* [BRIEF] Please rewrite the entries from their beginning through the line containing "Trace the outline of every instance of the vetch", inclusive, putting "clover plant" in place of "vetch plant" and keeping everything else the same.

* [SOURCE MATERIAL]
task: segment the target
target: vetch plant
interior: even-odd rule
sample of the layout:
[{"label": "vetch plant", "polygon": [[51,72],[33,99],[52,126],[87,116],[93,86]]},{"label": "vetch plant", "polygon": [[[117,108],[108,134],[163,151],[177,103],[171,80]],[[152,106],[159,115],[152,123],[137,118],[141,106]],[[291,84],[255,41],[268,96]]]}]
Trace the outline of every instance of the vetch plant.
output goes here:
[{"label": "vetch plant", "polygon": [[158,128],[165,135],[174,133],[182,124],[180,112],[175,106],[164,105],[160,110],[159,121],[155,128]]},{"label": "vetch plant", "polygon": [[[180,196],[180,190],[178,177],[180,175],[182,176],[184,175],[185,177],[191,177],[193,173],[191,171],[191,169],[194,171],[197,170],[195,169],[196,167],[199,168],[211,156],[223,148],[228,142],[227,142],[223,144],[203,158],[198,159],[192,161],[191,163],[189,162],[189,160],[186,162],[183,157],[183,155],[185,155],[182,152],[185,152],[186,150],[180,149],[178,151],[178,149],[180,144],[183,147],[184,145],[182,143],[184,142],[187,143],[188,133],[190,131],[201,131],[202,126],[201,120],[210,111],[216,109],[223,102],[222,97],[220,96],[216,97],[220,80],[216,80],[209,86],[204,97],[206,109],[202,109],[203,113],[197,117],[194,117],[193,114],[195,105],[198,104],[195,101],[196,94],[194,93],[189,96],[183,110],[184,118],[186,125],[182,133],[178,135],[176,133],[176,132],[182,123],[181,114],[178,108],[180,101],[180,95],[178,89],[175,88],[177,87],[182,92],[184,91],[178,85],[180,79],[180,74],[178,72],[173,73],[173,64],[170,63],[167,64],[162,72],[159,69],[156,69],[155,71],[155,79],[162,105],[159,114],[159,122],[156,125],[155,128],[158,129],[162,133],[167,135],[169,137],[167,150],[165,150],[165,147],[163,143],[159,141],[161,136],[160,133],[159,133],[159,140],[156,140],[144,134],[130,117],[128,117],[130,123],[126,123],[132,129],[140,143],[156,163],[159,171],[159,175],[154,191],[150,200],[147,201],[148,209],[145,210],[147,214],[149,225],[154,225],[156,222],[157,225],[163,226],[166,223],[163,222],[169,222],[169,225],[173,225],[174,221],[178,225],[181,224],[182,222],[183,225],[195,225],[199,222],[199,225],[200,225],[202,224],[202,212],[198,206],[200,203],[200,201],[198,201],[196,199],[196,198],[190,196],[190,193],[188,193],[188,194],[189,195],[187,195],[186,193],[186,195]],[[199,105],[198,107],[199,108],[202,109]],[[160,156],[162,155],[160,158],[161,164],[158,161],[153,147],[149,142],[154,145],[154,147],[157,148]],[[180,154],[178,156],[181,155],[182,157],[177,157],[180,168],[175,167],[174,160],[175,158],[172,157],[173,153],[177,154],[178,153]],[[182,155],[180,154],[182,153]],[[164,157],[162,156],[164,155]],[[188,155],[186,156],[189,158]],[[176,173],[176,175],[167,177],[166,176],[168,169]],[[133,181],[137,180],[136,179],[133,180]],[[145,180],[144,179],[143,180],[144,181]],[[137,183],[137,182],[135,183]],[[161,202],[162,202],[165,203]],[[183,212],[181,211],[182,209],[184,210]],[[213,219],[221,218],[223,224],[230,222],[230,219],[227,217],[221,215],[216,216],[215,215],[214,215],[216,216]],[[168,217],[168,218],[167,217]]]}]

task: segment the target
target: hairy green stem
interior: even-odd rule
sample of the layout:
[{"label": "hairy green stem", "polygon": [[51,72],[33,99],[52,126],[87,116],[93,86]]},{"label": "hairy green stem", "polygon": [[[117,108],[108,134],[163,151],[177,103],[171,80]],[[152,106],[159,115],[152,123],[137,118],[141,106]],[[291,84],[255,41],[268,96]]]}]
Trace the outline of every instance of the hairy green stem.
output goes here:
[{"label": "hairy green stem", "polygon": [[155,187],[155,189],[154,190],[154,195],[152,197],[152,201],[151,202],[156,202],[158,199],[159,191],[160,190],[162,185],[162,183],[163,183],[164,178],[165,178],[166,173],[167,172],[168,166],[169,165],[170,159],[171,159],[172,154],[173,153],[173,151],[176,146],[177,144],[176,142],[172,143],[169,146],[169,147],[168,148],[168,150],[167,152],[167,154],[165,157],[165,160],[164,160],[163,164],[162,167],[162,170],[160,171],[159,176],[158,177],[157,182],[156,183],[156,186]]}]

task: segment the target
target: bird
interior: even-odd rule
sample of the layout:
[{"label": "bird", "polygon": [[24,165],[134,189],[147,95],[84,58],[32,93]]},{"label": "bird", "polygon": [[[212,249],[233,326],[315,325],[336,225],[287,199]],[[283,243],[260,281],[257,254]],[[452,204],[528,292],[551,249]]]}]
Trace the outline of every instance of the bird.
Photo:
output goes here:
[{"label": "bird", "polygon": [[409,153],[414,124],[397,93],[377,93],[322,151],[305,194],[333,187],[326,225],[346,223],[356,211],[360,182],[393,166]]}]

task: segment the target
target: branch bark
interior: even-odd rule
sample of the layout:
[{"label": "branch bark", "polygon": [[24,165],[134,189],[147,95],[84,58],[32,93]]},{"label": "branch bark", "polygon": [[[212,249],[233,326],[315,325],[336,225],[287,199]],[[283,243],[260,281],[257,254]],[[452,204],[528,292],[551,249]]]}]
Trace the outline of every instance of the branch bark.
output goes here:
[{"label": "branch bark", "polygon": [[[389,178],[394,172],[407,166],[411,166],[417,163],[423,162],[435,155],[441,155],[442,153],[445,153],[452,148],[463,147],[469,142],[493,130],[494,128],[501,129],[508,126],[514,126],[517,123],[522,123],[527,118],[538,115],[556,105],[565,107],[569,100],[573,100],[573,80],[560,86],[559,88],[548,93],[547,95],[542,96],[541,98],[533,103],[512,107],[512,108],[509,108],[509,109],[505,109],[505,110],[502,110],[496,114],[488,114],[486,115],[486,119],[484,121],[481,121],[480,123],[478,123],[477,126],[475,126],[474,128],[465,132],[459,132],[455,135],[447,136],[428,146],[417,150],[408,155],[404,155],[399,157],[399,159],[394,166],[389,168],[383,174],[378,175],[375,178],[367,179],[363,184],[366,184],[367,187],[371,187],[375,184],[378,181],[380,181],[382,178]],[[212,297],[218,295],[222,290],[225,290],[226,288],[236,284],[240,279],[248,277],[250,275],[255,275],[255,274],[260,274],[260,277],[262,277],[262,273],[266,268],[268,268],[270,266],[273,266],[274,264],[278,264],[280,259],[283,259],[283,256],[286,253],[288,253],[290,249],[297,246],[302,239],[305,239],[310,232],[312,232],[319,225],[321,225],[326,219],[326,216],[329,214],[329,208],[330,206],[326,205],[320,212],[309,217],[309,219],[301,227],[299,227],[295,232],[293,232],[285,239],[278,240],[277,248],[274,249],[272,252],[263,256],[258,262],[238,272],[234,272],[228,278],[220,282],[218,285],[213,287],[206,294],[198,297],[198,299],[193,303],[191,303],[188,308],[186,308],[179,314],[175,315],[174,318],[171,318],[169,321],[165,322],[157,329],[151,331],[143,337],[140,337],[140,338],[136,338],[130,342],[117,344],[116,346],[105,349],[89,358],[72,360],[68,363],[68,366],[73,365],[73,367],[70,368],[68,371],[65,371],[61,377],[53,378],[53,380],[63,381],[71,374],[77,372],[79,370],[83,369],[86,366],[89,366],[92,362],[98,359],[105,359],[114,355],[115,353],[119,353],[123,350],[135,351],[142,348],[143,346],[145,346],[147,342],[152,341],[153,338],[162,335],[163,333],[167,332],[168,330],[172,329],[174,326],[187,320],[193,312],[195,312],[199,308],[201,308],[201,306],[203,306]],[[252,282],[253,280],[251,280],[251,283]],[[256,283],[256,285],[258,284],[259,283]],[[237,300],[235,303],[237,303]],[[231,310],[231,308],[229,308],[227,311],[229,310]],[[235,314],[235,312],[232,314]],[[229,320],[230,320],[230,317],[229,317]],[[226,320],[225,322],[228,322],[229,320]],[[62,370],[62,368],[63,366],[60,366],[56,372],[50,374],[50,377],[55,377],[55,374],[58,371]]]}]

* [SOLUTION]
task: segment the target
target: clover plant
interior: even-odd rule
sample of the layout:
[{"label": "clover plant", "polygon": [[51,72],[33,99],[52,126],[87,116],[93,86]]},{"label": "clover plant", "polygon": [[[117,108],[108,134],[163,151],[177,103],[171,80]],[[152,106],[159,115],[152,123],[137,118],[141,106]],[[291,84],[255,41],[268,96]]]}]
Trace the outline of every instance of the clover plant.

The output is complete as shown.